- WORKING DATA
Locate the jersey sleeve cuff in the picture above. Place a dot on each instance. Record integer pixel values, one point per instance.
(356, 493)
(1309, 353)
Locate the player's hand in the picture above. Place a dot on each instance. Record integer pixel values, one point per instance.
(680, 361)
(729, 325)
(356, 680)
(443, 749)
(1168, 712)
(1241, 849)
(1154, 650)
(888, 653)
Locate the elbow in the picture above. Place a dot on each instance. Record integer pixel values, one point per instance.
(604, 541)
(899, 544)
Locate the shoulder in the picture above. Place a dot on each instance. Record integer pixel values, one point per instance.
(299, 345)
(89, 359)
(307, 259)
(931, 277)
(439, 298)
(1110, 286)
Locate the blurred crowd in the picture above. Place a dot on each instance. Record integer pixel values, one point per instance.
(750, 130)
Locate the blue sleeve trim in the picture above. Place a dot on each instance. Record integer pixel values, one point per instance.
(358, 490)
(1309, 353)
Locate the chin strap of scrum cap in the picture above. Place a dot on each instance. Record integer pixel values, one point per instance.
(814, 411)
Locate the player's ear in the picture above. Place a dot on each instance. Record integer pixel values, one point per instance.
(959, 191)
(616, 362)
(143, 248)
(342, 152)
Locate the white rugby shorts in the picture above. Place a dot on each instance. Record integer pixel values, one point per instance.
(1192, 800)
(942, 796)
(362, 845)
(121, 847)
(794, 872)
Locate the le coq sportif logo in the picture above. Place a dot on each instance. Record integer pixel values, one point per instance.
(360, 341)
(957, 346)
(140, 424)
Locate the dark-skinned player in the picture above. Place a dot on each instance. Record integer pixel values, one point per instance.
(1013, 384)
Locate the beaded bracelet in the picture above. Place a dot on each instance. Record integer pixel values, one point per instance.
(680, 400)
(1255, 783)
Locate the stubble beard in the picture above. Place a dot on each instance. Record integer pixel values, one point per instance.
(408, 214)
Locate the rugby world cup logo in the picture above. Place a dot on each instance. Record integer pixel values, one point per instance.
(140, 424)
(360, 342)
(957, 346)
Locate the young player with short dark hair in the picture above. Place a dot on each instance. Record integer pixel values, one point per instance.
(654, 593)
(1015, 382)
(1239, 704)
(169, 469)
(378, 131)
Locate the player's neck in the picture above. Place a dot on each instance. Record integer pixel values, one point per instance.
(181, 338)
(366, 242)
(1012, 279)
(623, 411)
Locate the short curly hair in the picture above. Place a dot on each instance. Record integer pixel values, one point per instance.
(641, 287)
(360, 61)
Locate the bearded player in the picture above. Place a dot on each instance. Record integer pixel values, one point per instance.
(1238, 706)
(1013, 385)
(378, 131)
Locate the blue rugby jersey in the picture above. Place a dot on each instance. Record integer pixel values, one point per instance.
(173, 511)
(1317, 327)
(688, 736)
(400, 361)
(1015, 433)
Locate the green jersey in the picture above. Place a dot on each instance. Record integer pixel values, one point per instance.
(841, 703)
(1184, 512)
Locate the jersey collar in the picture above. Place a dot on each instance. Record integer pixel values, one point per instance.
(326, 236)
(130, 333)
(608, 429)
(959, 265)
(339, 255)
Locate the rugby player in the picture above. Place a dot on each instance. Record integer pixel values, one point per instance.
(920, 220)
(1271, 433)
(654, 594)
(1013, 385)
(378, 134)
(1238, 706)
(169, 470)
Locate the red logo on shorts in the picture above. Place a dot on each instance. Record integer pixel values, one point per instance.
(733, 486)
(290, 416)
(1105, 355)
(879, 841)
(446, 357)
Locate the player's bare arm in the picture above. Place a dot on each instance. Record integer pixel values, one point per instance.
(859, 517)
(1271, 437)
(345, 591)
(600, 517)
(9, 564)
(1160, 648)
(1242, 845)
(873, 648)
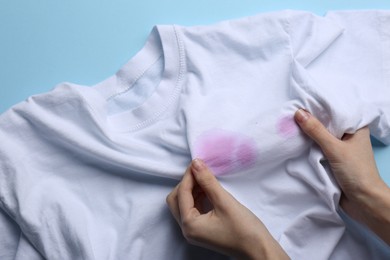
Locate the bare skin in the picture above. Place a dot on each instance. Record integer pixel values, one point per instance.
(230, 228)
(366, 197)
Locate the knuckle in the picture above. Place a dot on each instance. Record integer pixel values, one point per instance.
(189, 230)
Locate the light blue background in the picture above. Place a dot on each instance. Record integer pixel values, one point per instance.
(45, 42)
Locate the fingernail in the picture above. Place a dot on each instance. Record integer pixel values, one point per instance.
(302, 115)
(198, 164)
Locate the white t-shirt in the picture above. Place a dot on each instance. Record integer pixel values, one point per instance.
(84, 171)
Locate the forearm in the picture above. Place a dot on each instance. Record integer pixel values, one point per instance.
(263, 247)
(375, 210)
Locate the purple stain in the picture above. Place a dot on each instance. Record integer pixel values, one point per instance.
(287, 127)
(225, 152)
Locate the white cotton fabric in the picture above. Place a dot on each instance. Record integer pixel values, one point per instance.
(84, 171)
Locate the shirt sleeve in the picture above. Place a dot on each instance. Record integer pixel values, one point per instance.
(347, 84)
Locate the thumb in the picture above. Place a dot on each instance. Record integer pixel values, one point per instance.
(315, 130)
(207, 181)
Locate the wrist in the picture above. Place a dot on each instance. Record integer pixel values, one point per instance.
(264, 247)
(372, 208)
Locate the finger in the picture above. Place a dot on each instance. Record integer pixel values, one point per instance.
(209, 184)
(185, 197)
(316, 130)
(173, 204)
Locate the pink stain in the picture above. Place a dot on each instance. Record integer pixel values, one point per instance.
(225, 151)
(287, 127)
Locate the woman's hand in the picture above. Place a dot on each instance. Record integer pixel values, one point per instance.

--

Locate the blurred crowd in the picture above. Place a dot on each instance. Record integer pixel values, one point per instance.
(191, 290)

- PROBLEM TO WORK ON
Copy out, in full, every line in the records above that contains the word "white".

- RESPONSE TO THE TASK
Locate the white rugby shorts in the picture above. Place a dot on each instance. Record integer pixel values, one point per instance.
Locate the white t-shirt in the picture above. Place a dot on each instance. Record integer pixel values, one point per instance.
Locate the white cotton fabric in the picture above. Place a dot on each instance. Record integer pixel values, one point per instance.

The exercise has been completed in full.